*** Given data Section Begins ***
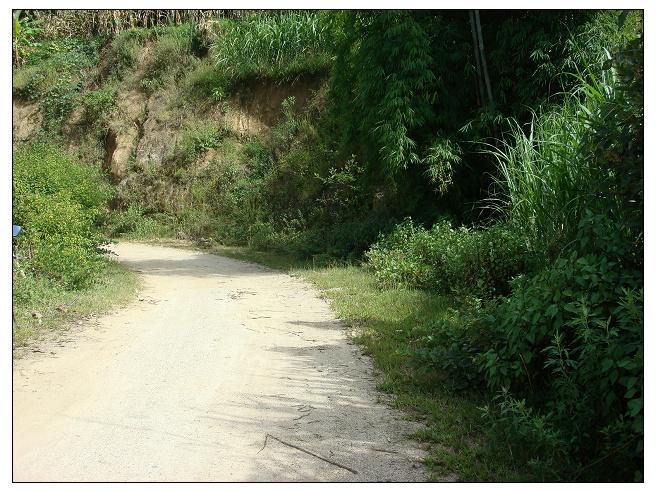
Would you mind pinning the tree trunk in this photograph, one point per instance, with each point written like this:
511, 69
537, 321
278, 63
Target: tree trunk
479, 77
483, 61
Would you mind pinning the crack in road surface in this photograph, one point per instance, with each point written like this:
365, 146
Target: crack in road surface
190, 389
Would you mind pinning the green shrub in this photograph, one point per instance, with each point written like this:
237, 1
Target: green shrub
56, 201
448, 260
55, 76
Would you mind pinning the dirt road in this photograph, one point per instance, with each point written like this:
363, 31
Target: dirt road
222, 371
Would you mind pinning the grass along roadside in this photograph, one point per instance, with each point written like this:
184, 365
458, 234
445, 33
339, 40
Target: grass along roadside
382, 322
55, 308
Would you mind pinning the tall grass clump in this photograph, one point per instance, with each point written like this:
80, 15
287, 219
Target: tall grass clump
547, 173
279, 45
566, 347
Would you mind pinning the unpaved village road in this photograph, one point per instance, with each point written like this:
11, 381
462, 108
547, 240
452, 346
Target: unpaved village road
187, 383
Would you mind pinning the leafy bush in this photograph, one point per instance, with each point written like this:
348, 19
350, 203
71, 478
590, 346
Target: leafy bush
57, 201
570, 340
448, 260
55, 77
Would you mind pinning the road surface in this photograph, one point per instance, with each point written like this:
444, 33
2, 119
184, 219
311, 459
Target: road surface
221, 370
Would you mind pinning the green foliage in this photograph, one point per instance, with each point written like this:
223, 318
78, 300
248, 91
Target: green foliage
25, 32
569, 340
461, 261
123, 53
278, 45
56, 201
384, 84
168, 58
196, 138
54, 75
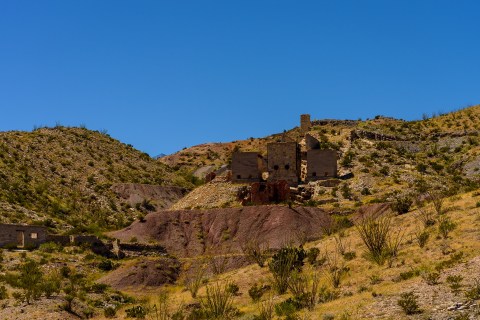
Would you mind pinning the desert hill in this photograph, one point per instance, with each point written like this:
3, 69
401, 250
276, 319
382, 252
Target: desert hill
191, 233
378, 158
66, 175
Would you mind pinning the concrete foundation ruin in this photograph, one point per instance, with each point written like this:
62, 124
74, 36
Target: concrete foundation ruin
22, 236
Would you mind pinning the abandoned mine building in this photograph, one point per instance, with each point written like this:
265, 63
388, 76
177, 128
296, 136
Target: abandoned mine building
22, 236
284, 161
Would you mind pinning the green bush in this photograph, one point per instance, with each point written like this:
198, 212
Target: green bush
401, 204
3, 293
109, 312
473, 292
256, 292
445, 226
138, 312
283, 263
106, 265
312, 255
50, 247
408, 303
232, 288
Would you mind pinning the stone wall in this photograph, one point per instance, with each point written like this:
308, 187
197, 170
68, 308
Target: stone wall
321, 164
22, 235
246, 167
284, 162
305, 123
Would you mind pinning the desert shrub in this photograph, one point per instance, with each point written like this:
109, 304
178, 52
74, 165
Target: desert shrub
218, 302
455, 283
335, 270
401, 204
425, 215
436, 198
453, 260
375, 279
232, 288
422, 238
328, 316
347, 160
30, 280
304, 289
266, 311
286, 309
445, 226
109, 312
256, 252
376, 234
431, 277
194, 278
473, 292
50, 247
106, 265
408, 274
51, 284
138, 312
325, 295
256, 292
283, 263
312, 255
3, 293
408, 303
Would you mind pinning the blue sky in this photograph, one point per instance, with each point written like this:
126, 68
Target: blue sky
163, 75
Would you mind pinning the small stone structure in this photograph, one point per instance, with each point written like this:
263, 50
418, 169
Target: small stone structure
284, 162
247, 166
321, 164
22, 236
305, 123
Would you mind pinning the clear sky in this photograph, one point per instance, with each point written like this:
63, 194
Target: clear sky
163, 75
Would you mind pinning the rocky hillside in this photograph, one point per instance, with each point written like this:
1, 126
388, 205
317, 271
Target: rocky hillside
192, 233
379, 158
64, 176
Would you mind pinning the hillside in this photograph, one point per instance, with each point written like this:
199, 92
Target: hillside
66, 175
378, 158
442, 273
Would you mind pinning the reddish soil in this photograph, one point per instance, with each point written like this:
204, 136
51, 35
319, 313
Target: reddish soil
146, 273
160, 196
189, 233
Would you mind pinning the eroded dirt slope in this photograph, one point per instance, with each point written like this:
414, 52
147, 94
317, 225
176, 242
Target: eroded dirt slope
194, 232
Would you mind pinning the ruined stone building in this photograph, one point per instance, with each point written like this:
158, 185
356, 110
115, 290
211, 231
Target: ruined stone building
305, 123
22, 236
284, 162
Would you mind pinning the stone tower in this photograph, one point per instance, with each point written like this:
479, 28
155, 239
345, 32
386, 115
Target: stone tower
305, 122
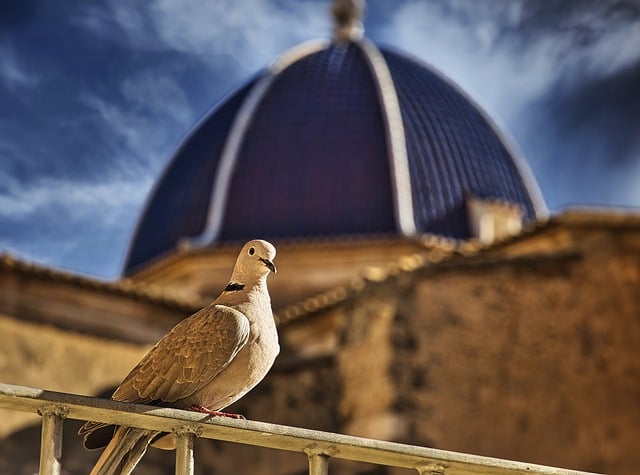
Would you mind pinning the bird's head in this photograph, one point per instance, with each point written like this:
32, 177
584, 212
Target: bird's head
*** Given data Section Ends ***
• **Problem details**
Only the text of the records above, copied exactly, should be returned; the pictures stay out.

• **Output for this exercise**
Would you mind pinning the tree trunk in this photograph, one point per instance, with each point written like this:
511, 69
537, 321
278, 63
Target: tree trunk
479, 77
483, 61
Would you mind pinning the crack in road surface in this photograph, one point per instance, with each point written like this:
365, 146
Target: crack in road surface
190, 389
Would you mind pinning the green shrub in this photograph, one point per instance, with each point written like this:
237, 1
Target: green shrub
56, 201
448, 260
55, 76
Would you mind pinning the dirt road in this photograph, one point per instance, with each point written like this:
363, 31
Target: dirt road
222, 371
Would you mind pinning the grass along roadside in this photograph, one point per instance, with each point written like this:
184, 365
458, 234
445, 33
339, 40
Target: grass along roadside
382, 322
55, 308
Would you mind pinning the tall grass clump in this photograph, one point per instance, with each point written like this:
80, 15
287, 219
Target: tall grass clump
547, 173
279, 45
566, 347
Would you mind pinning the unpaved village road in this photograph, one point per instance, with each point written like this:
11, 381
462, 108
547, 240
452, 346
Target: unpaved village road
187, 383
Would you mind pinning the leafy bush in this photograph, one point per instance, with each point written like this:
348, 19
350, 203
71, 478
590, 346
Target: leafy bush
57, 201
570, 340
448, 260
55, 77
Would you mind pinning the road surface in this photograph, one point per instance, with each point written like this:
444, 33
2, 119
184, 219
311, 459
Target: road surface
221, 370
Would you mind pinning the green foliage in this photograph, one point per instance, with each point written like this:
223, 318
78, 300
248, 91
Target: green foliage
25, 32
569, 340
461, 261
123, 53
278, 45
56, 201
384, 84
168, 58
196, 138
54, 75
Would you mind pinning the desert hill in this photograph, one point per instance, with each point written like this:
3, 69
401, 250
276, 319
382, 252
Target: desert hill
191, 233
378, 158
66, 175
Would you mind pinning the concrete foundation ruin in this photograph, one point per instance, with each point written like this:
62, 124
74, 36
Target: concrete foundation ruin
22, 236
Would you mind pinning the abandoned mine building in this photograph, one point per instance, with each point written like this:
265, 63
388, 76
177, 128
296, 136
Target: abandoned mine building
22, 236
284, 161
Would you mind pinning the green bush in this photograph, one point per instance, with each point written like this:
198, 212
Target: green bush
401, 204
3, 293
109, 312
473, 292
256, 292
445, 226
138, 312
283, 263
106, 265
312, 255
50, 247
408, 303
232, 288
Would you mind pinning the stone wall in this photograph, one point per instance, with each point written like this:
308, 187
197, 170
68, 308
Target: stone wall
321, 164
22, 235
246, 167
284, 162
305, 123
Would you mind pinning the desert shrub in this photograph, one point per instance, with each point written like this:
109, 304
178, 52
74, 165
Target: desert shrub
218, 302
455, 283
335, 270
401, 204
425, 215
436, 198
453, 260
375, 279
232, 288
422, 238
328, 316
347, 160
30, 280
304, 289
266, 311
286, 309
445, 226
109, 312
256, 252
376, 234
431, 277
194, 278
473, 292
50, 247
106, 265
408, 274
51, 284
138, 312
325, 295
256, 292
283, 263
312, 255
3, 293
408, 303
Would you mind pinning the blue sky in this photograph, one point per instance, with each point written like this:
126, 68
Target: blue sky
163, 75
Would you mind pinning the small stone structure in this photograph, one point per instance, with each point written like this:
263, 50
418, 169
Target: small stone structure
284, 162
247, 166
321, 164
22, 236
305, 123
Would you mind pinning the clear sky in this photograph, one point per instance, with each point written like this:
63, 194
Target: clear sky
163, 75
Would you mind pinning the rocky hillside in this photograph, one point per instance, with each point written like this:
1, 126
388, 205
317, 271
Target: rocky hillside
192, 233
379, 158
64, 176
Would you mind pinning the hillside in this photograph, one point per instance, with each point written like this:
199, 92
Target: hillside
66, 175
378, 158
442, 273
Would you mind pinning the reddish soil in this photograph, one point per instance, with each point written like this:
204, 136
51, 35
319, 313
Target: reddish soil
146, 273
160, 196
189, 233
Would you mind pinning the eroded dirt slope in this photograph, one point per instance, with each point written like this:
414, 52
147, 94
317, 225
176, 242
Target: eroded dirt slope
194, 232
Would you mind pinning the ruined stone building in this photograph, one point per instance, with each point written like this:
158, 185
356, 110
115, 290
211, 231
Target: ruined stone building
305, 123
22, 236
284, 162
Would you mind pinning the stone tower in this photograph, one point per instance, with each point written like this:
479, 28
155, 239
345, 32
386, 115
Target: stone tower
305, 122
Would you mind pinning the bird's head in this photograph, one point per instance, with each point written like this:
32, 177
584, 212
Target: bird's head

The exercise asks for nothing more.